• THE REQUEST
Copy out the listing that follows, exact in every word, and skip the images.

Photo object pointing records
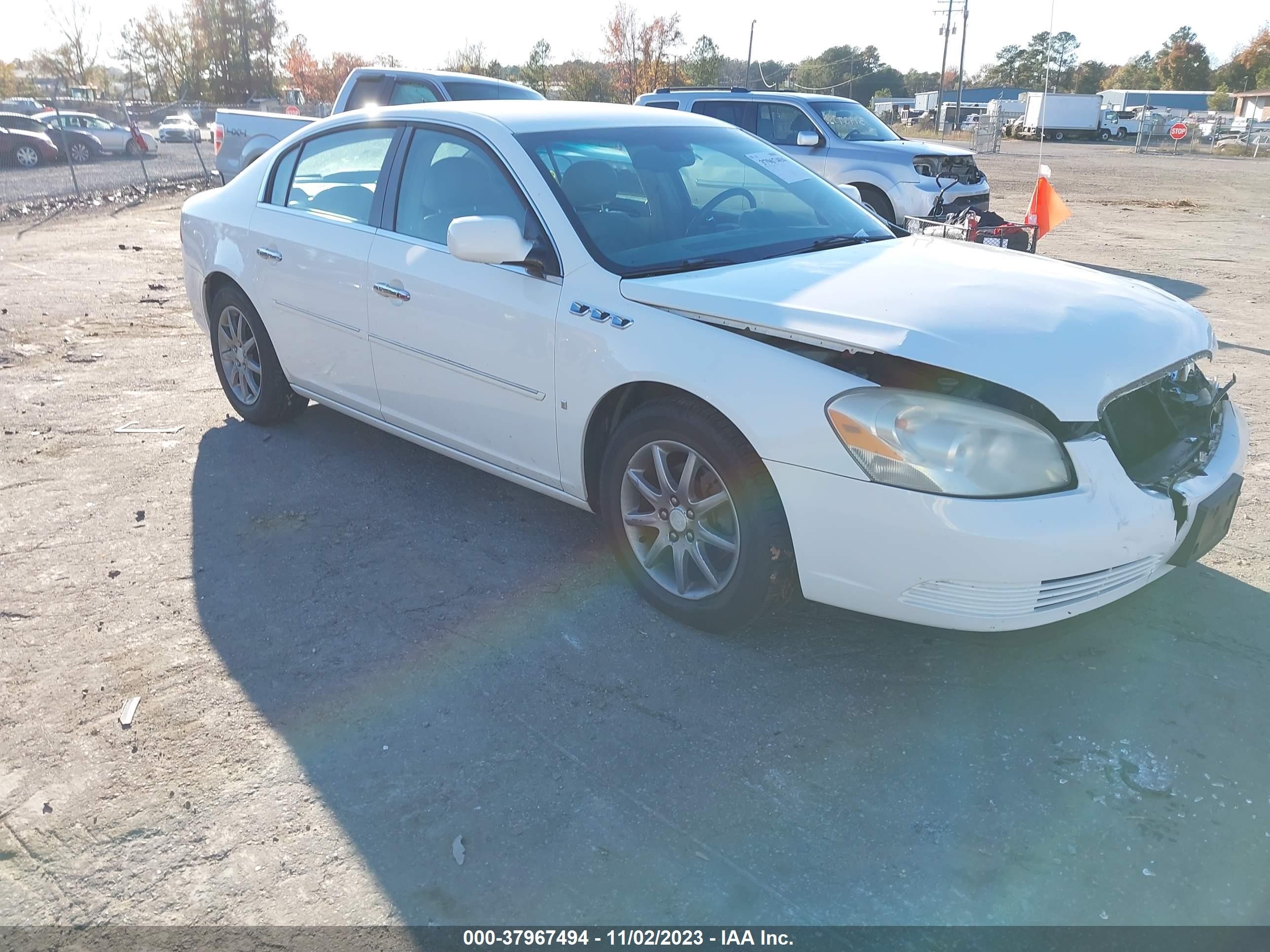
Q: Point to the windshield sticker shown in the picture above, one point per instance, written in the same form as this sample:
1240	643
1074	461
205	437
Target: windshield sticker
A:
780	166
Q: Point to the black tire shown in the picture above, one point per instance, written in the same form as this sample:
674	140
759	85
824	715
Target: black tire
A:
764	574
277	402
878	202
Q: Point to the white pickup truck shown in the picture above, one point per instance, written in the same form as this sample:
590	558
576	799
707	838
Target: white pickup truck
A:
242	136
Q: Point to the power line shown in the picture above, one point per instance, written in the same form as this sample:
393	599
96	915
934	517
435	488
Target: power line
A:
816	89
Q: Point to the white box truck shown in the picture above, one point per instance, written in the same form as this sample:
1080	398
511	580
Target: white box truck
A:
1062	115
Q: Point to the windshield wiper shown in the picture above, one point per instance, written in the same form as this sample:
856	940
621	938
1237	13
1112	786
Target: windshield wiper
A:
834	241
687	265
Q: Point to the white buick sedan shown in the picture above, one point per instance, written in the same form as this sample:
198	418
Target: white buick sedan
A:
752	380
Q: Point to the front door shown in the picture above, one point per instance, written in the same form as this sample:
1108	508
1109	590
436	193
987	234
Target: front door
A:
464	352
310	240
780	124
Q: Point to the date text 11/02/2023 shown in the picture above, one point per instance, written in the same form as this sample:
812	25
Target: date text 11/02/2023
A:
624	937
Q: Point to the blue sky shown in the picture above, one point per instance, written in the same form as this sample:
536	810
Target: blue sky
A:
905	31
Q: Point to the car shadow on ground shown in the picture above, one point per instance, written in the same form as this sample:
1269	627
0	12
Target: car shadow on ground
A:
1185	290
450	655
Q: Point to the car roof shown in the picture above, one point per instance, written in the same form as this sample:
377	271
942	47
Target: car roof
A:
541	115
756	94
440	75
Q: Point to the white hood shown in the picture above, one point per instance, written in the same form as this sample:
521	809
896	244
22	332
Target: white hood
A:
1062	334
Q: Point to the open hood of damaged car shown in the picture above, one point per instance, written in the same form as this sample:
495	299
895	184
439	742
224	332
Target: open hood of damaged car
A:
1063	334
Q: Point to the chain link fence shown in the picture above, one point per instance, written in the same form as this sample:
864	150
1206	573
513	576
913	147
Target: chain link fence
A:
1236	139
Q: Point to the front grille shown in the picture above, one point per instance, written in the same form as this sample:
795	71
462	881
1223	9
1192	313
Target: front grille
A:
982	600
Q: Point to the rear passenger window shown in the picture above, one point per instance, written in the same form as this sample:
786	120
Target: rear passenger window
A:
727	109
407	92
281	184
337	173
366	92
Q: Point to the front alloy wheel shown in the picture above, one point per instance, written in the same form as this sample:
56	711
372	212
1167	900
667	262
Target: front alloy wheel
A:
241	354
693	516
247	364
680	519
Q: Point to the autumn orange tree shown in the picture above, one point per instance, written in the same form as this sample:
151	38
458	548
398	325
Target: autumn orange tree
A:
642	54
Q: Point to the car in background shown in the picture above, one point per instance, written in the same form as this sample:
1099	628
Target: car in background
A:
21	104
243	136
179	129
25	148
80	145
742	371
113	137
843	141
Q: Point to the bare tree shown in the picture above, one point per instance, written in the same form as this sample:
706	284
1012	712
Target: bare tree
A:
80	42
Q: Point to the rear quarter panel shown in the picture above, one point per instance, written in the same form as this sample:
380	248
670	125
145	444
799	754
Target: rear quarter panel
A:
215	238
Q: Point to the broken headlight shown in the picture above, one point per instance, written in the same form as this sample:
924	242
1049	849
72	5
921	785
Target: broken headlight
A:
935	443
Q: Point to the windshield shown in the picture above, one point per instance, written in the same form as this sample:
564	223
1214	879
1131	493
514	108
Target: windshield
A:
852	122
475	89
672	199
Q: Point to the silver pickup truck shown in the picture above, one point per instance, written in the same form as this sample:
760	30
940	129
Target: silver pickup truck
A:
243	136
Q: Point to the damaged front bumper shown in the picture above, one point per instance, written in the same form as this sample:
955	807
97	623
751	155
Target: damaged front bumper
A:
999	564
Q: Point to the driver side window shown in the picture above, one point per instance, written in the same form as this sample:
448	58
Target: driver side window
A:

• ANSWER TO THE TASK
Q: Point to the windshield sticker shown in the picture above, one point per instance, written in the same form as this sample:
1240	643
1074	461
205	437
Target: windshield sticker
A:
780	166
Q: Point to the black tire shown in the picture above, one point per instance, written in the same form as this sample:
674	140
759	85
824	715
Target: black tire
A:
764	574
277	402
878	202
Q: Point to the white pickup truck shown in the picture above, one point per instance, written in the same form as this sample:
590	558
576	799
707	838
Target: white pickup truck
A:
242	136
Q: Point to the power line shown in the picture above, one point per instance, written in the same form as this sample:
393	599
96	915
934	517
435	488
Target: power line
A:
816	89
Q: Point to the white box truck shown in the picture above, one point per instance, written in the same form as this sample:
1080	398
511	580
Target: white box truck
A:
1062	115
Q: Point to the windshield wiper shown in the picture above, one point per instance, written in the same form as this sample:
856	940
621	938
1237	13
1112	786
Target: windshield wiper
A:
834	241
687	265
Q: Point to the white buick sedan shown in the picture above, one point per instance, written in the same form as this sample:
198	418
Target: white buick sedan
A:
752	380
Q: Point to the front door shown in the picture above, one point per instance, written in the same form as this sample:
1108	508
1109	590
436	193
987	234
Target: front door
A:
464	352
310	240
780	124
Q: Point to the date text 11/02/2023 shown in the picture above, one point per instance, written in the same form as this sample:
812	25
Target: date text 11/02/2023
A:
624	937
Q: Point to the blue sky shown in the picture above, one point per instance, written in the same form as this sample:
536	810
Target: blue sky
A:
905	31
Q: Point to the car shadow on ground shown in the picture above, one point per instance, written in the same form as this sample:
1269	627
0	12
Target: car shadow on ground
A:
1185	290
450	655
Q: Point to the car roof shown in the picture above, one point per instance, written in the same form as this sample:
377	271
942	47
Target: car roof
A:
541	115
756	94
440	75
Q: Point to the white hood shown in the picture above, one point per instance, written in the same form as this sample:
521	809
896	244
22	332
Target: white hood
A:
1062	334
Q: Point to the open hood of damaged car shown in the picture above, one point per instance, written in the same form as this sample:
495	299
895	184
439	742
224	332
Target: open hood of damaged car
A:
1063	334
Q: Point to the chain link fence shown in the picture above, one point per instance, written in the same form as this sample:
864	150
1206	573
513	576
913	147
Target: chain link fence
A:
1236	139
Q: Point to the front grille shown in the picture above, one point per instance, written in the same form as this sample:
795	71
462	881
1223	9
1192	313
Target: front grille
A:
982	600
Q: Point to the rear passenger window shown in the picture above, one point per instance, written in the same form as this sample:
786	120
Target: rear passenger window
A:
727	109
407	92
281	184
337	173
366	92
Q: Point to the front alloy wheel shown in the picture above, one point per instance, written in the same form as this sample:
56	711
372	212
1167	900
667	262
Target: front alloy wheel
A:
241	354
693	516
247	364
680	519
Q: Point to the autumn orange tree shown in the picture above, one point per instance, written in the same form as this sample:
151	38
458	548
398	325
Target: autumn orange tree
A:
642	54
Q: Point to the car in background shown in the picture above, one point per instance, written in the same form as this sample:
1099	628
Target: car in background
A:
21	104
243	136
179	129
25	148
80	145
742	371
113	137
843	141
Q: Point to the bare tree shown in the picture above, one point per instance, written in the same form as this sample:
706	284
1012	712
Target: bare tree
A:
80	42
Q: Point to the rear quarter panel shown in the picture above, one point per instance, written in the same form as this sample:
380	248
670	125
145	444
799	754
Target: rear quarter panel
A:
215	238
Q: Point to the broken headlight shown in the picture above, one point per instance, written in the same form as this sample:
924	242
1049	849
72	5
921	785
Target: broken headlight
A:
935	443
Q: Point to the windshield shown in the picture above, one point per instance, written in the same form as this sample:
564	223
1214	879
1131	493
514	108
Target: windshield
A:
852	122
475	89
672	199
Q: Point to the silver pickup truck shown in the picture above, one point per instance, written in the same form as this sample:
760	30
940	129
Target: silver pickup truck
A:
243	136
Q: Point to the damaged front bumper shown in the picture above, one point per instance, written in the same form as this sample:
955	807
97	623
751	155
Target: damaged front bumper
A:
999	564
Q: Point to the driver side window shown in the picture above, one point per instance, written in the same form as this sample:
448	58
Target: driver side window
A:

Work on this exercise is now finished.